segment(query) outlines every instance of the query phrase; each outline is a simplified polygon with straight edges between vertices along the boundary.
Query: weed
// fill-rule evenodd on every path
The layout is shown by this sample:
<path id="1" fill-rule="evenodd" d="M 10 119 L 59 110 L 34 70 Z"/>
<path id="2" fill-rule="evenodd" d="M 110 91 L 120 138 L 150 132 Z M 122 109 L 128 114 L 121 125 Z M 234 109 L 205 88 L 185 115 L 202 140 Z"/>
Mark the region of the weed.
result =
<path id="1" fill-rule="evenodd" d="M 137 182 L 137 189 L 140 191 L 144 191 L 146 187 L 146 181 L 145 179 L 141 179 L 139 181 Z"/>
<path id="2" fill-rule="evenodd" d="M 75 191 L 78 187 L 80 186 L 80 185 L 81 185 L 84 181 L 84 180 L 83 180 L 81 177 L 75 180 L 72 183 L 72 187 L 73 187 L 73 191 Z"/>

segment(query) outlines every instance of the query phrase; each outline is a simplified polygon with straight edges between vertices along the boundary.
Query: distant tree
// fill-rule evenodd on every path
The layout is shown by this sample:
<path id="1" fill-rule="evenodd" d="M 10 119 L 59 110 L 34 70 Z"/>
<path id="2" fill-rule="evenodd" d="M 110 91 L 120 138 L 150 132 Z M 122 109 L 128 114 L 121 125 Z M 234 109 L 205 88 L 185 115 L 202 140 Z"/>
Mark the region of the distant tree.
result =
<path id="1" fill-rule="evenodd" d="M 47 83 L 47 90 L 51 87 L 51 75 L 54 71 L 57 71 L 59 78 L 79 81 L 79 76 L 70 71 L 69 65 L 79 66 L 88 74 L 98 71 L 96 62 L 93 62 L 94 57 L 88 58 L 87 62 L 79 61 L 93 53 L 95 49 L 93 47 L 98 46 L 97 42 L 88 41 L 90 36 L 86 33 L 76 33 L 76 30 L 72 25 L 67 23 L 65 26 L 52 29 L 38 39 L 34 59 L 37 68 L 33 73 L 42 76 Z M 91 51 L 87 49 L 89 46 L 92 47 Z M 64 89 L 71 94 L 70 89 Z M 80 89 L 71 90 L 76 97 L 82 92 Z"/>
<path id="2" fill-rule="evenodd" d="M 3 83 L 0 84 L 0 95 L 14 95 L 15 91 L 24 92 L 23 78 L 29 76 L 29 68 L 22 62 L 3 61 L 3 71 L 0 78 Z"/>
______________________________
[WHAT IS ASKED] Give again the lines running from the start of the records through the line containing "75 191 L 78", both ends included.

[ANSWER TO THIS EXERCISE]
segment(query) outlines every instance of the query phrase; each outline is a simplified polygon with straight edges between vertices along the boundary.
Query: weed
// fill-rule evenodd on every path
The layout is shown by this sample:
<path id="1" fill-rule="evenodd" d="M 10 119 L 59 110 L 34 70 Z"/>
<path id="2" fill-rule="evenodd" d="M 110 91 L 120 138 L 150 132 Z M 122 109 L 128 114 L 121 125 Z M 234 109 L 205 88 L 185 115 L 202 140 Z"/>
Mark the region of the weed.
result =
<path id="1" fill-rule="evenodd" d="M 137 182 L 137 189 L 140 191 L 144 191 L 146 187 L 146 181 L 145 179 L 141 179 L 139 181 Z"/>
<path id="2" fill-rule="evenodd" d="M 75 191 L 78 187 L 80 186 L 80 185 L 81 185 L 84 181 L 84 180 L 83 180 L 81 177 L 75 180 L 72 183 L 72 187 L 73 187 L 73 191 Z"/>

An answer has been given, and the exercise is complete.